▶ **Brief**:
Set down every entry again, exactly as it appears.
[Start of Attachment]
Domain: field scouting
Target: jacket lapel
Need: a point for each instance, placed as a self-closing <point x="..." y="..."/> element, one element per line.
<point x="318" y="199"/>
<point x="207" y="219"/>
[End of Attachment]
▶ **Exercise solution**:
Domain: field scouting
Target: jacket lapel
Need: a point for each instance, placed as a self-closing <point x="..." y="..."/> element, one element per line.
<point x="318" y="199"/>
<point x="207" y="219"/>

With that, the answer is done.